- [COMPLETE THE FOLLOWING]:
(1) According to the editorial on case reports, which case reports will Cases Journal publish?
(2) Reproduce word for word the part of the editorial on case reports that begins at the words "As the editor" and stops after the words "opportunity to learn.".
(3) Continue the editorial on case reports from its final sentence.

- [QUOTED PASSAGE]:
Start of Block
As the editor of Cases Journal, I'm on a mission — trying to get all doctors, but especially GPs, to publish case reports regularly. Why?
Firstly, I believe every case report, particularly if written in the right way with reflection and research, has value, and I mean every case report, no matter how mundane it might seem. In Cases Journal (http://www.casesjournal.com) we will publish every case report that is ethical and understandable. They don't have to be ‘original and important’ because we believe that every interaction with a patient is unique and that every case offers an opportunity to learn.
Writing case reports allows, even obliges, doctors to explore and mine both the uniqueness and the learning. It will also help doctors remember that every case, no matter how routine to them, is important to the patient. And writing brings insight and requires precision of thought. Writing the case report may also help the doctors better understand the patients' narratives and perspectives, particularly if the doctors write the reports with their patients. Perhaps you, the doctor, might write the story and simultaneously ask the patient to do the same. My bet is that often you may be surprised by comparing the two; something new and unexpected may emerge.
These case reports should have value not only for the doctors who write them and their patients, but also for others as a means of learning. Medicine cannot be learnt without case histories. We learn most from our own cases, particularly perhaps those that have gone badly, but we can also learn from the cases of others — especially when the cases are similar to those we've managed and when the authors have worked hard to deepen their own understanding and to bring out the learning.
My second reason for urging everybody to write case reports is that there will be value in creating a huge database of reports, which is what we plan to do; building it not only from cases published in Cases Journal and its sister publication, the Journal of Medical Case Reports, but also from cases that appear in other journals. This database will be open to all and use a sophisticated search engine. It will allow doctors and patients to find cases similar to theirs and discover what happened to them. This information will be most valuable with complicated cases where patients have multiple problems and chronic diseases, the cases that are the stuff of general practice and where evidence-based guidelines, which are usually based on evidence from patients without comorbidities, can provide only limited help.
End of Block
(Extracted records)
Start of Block
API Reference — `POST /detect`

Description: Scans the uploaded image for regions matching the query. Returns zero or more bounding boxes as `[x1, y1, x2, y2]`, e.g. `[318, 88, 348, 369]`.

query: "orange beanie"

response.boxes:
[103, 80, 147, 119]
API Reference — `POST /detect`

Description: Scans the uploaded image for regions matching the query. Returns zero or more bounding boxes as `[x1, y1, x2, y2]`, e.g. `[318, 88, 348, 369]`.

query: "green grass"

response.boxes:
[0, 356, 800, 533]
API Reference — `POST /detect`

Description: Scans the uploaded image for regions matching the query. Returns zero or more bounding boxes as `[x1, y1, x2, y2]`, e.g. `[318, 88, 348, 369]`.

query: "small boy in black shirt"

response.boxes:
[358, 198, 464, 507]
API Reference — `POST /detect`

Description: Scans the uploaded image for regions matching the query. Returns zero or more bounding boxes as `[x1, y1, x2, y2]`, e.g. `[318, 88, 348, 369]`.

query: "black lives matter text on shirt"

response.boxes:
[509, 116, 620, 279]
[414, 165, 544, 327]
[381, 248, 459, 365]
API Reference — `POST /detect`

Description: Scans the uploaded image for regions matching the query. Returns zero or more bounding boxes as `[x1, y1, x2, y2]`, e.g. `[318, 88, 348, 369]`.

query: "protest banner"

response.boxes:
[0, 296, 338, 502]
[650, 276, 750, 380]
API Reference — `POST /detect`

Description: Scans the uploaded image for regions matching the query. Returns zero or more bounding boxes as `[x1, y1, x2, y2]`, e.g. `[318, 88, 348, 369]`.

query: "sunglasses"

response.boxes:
End of Block
- [PER-TASK ANSWERS]:
(1) Every case report that is ethical and understandable.

(2)
As the editor of Cases Journal, I'm on a mission — trying to get all doctors, but especially GPs, to publish case reports regularly. Why?
Firstly, I believe every case report, particularly if written in the right way with reflection and research, has value, and I mean every case report, no matter how mundane it might seem. In Cases Journal (http://www.casesjournal.com) we will publish every case report that is ethical and understandable. They don't have to be ‘original and important’ because we believe that every interaction with a patient is unique and that every case offers an opportunity to learn.

(3)
My third reason is that I think that ‘ordinary doctors’, who have no incentive to write and publish and so usually don't, will gain something valuable for themselves from the act of writing. George Orwell in his essay Why I Write, describes four reasons for writing:
‘… sheer egoism … to be talked about, to be remembered after death’; ‘aesthetic enthusiasm … perception of beauty in words and their right arrangement’; ‘historical impulse’; and ‘political purpose … desire to push the world in a particular direction.’1
I doubt that these reasons will chime with many GPs. More relevant may be the urging that comes from the Boston surgeon, Atul Gawande, in his marvellous book, Better.2 Gawande, who writes for the New Yorker and has won a MacArthur Grant (a ‘genius grant,’ as they are known), didn't write until he became a doctor:
‘I [then] found I needed to write … Because medicine is a retail enterprise, because doctors provide their services to one person after another it can be a grind. You can lose your larger sense of purpose. But writing lets you step back and think through a problem … Most of all, by offering your reflections to an audience, even a small one, you make yourself part of a larger world.’2
Gawande says write anything, ‘it need only add some small observation about your world.’ But the easiest thing for doctors to write is a case report — because that's what they experience, seeing patients every day. So I urge you to write case reports, partly for the benefit of the world but perhaps even more for your own benefit. Once you've got started you'll come to love it.
Notes
Competing interests
RS is paid 2 days a month for editing Cases Journal, and it's more likely to flourish, and him with it, if lots of GPs write case reports.
- © British Journal of General Practice, 2009.